Set down every entry word for word. Omit the pictures.
BEGIN Information given
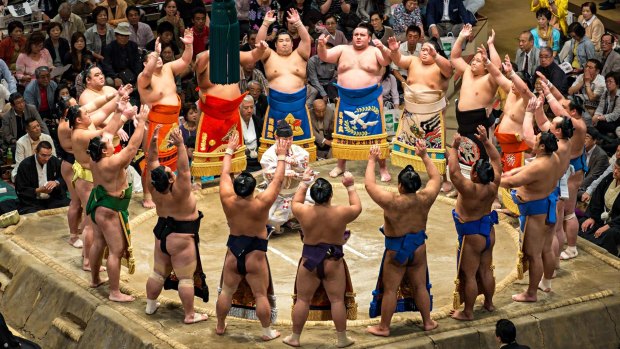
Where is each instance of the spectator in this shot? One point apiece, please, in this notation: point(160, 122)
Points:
point(446, 16)
point(40, 93)
point(70, 22)
point(56, 45)
point(76, 56)
point(380, 32)
point(141, 33)
point(527, 55)
point(551, 70)
point(406, 14)
point(172, 16)
point(597, 160)
point(201, 30)
point(14, 120)
point(13, 45)
point(366, 7)
point(322, 119)
point(116, 11)
point(34, 56)
point(27, 144)
point(609, 56)
point(606, 118)
point(545, 35)
point(411, 47)
point(506, 334)
point(594, 27)
point(590, 86)
point(120, 64)
point(99, 35)
point(38, 183)
point(322, 77)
END Information given
## Written answer
Where is each instance of the spectator in this shot? One point apiece, please, in this notation: point(160, 122)
Points:
point(446, 16)
point(40, 93)
point(70, 22)
point(56, 45)
point(76, 56)
point(380, 32)
point(141, 33)
point(527, 55)
point(551, 70)
point(406, 14)
point(172, 16)
point(597, 160)
point(201, 30)
point(14, 120)
point(13, 45)
point(366, 7)
point(322, 119)
point(116, 11)
point(34, 56)
point(27, 144)
point(609, 56)
point(606, 118)
point(545, 35)
point(411, 47)
point(506, 334)
point(594, 27)
point(590, 86)
point(120, 64)
point(99, 35)
point(38, 183)
point(322, 77)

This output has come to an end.